DOCUMENT EXTRACT →
++++++

Maccheroni al gratte` . . . a Neapolitan dish.

When you think about the cuisine of Naples, the first thing that comes to mind is probably the traditional “ragú” – a slow cooked meat sauce – or spaghetti with fresh tomatoes sauce. Here it is an unexpected Neapolitan dish I am sure you will love:  Pasta al gratin or – as they call it in Naples – Maccheroni al gratté.

This is typically a holiday dish, however it is simple enough to become a weekday alternative to one of your pasta dishes. I have to warn you that this is not a diet friendly dish but it is sure delicious . . . I trust this could become one of your new favorites!

It is basically a baked pasta seasoned with béchamel sauce and enriched with few extra ingredients. One of the beauty of the dish is the flexibility in the choice of ingredients. Mozzarella is usually the cheese of choice – that’s what I used – but you can substitute with Emmenthal or another mild cheese of your like. At time, hard-boiled eggs are also added. Diced ham, prosciutto or mortadella are generally used. This time, however, I decided to use speck – salt cured /smoked ham – which add a smoky flavor to the dish. Beside loving speck for its intense aroma and flavor, it also brings back a very special memory: my honeymoon!

While traveling by car from Ravello to Vienna, my newlywed husband and I stopped first in San Gimignano, in Tuscany, and then to Merano, in the South Tyrol. While crossing the Alps, between Vipiteno and Bressanone, we stopped at a tiny shack by the side of the road and there, while overwhelmed by the breathtaking scenery, we had the most memorable merenda (snack): warm rye bread (Pusterer Breatl), fresh butter and…speck! How can I forget, it was August 1, 1996 . . I had been married for six days!

++++++

GIVEN DATA →
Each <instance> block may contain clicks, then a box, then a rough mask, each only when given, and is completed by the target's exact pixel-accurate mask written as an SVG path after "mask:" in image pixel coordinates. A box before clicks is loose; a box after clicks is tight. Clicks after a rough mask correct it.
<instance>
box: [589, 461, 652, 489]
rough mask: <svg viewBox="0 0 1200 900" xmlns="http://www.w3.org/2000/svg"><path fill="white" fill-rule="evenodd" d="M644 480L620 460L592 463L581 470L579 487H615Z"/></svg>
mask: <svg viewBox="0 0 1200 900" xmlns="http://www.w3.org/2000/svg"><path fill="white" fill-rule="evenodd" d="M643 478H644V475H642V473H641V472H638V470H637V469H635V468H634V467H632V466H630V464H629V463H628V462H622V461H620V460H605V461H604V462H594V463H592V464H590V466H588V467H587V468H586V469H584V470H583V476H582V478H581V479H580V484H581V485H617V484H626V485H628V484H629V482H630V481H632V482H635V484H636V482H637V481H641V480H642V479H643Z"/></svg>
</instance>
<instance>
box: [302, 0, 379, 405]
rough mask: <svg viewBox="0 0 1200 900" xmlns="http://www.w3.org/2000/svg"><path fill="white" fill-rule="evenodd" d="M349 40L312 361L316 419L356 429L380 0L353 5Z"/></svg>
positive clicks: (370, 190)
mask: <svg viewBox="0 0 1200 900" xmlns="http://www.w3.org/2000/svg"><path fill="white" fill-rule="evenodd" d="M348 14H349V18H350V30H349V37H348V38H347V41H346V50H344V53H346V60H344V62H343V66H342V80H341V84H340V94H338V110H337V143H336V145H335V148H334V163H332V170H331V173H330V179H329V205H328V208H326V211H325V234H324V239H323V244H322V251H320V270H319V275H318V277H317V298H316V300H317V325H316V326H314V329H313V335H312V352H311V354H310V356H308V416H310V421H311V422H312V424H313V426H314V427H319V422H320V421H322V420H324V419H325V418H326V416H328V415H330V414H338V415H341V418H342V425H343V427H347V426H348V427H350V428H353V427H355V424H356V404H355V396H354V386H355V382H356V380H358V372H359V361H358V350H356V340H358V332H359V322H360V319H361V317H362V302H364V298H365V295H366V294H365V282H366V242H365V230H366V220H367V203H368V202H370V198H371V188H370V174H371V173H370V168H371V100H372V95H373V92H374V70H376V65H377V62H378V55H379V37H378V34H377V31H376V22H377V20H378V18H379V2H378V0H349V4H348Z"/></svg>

++++++

PROBLEM TO SOLVE → Extend the piece on maccheroni al gratté, the Neapolitan baked pasta, beginning after its final sentence. The records are not required for this work.

REPLY →
The South Tyrol, 08-01-86

Enough with the nonsense, here it is my ricetta. I hope you will love it!



1 stick unsalted butter (4 ounces)

1/2 cup and 2 tablespoons all-purpose flour

1 quart whole milk, at room temperature

Pinch fresh nutmeg

kosher salt

2 cups cubed mozzarella

1/3 pound thinly sliced speck, cut into strips (reserve the strip of fat from each slice)

1 pound dry ziti ( you can also use penne or rigatoni)

unsalted butter


Preheat oven to 425 degrees F.

In a large pot, bring to a boil 6 quarts of salted water.

In a saucepan, melt the butter over medium heat.

Add the flour and whisk until smooth, about 2 minutes.

Always stirring, slowly add the milk and continue to whisk until the sauce is smooth and creamy.

Simmer until it is thick enough to coat the back of the whisker – approximately 10 minutes.

Stir in nutmeg and salt to taste. Remove from heat, set aside keeping warm.

Add the ziti to the boiling water and cook 2 minute less than the indicated time (the pasta will finish cooking in the oven). Into a greased 13 by 9-inch baking dish, pour a little of the béchamel sauce.

Drain the pasta in a colander and transfer to the baking dish. Pour 1/3 of the béchamel sauce. Mix well until all the pasta is coated with the sauce.

The ingredients: Speck and Mozzarella

Add 2/3 of mozzarella, 2/3 speck, and grated parmigiano.

Mix well, add remaining speck and mozzarella.

Top with remaining béchamel sauce. Arrange the strips of speck’s fat on top. (this is my variation to the ribbons of butter)

Cover with aluminum foil and bake 20 minutes. Remove foil and bake for 10 more minutes.

Just out of the oven
A tavola!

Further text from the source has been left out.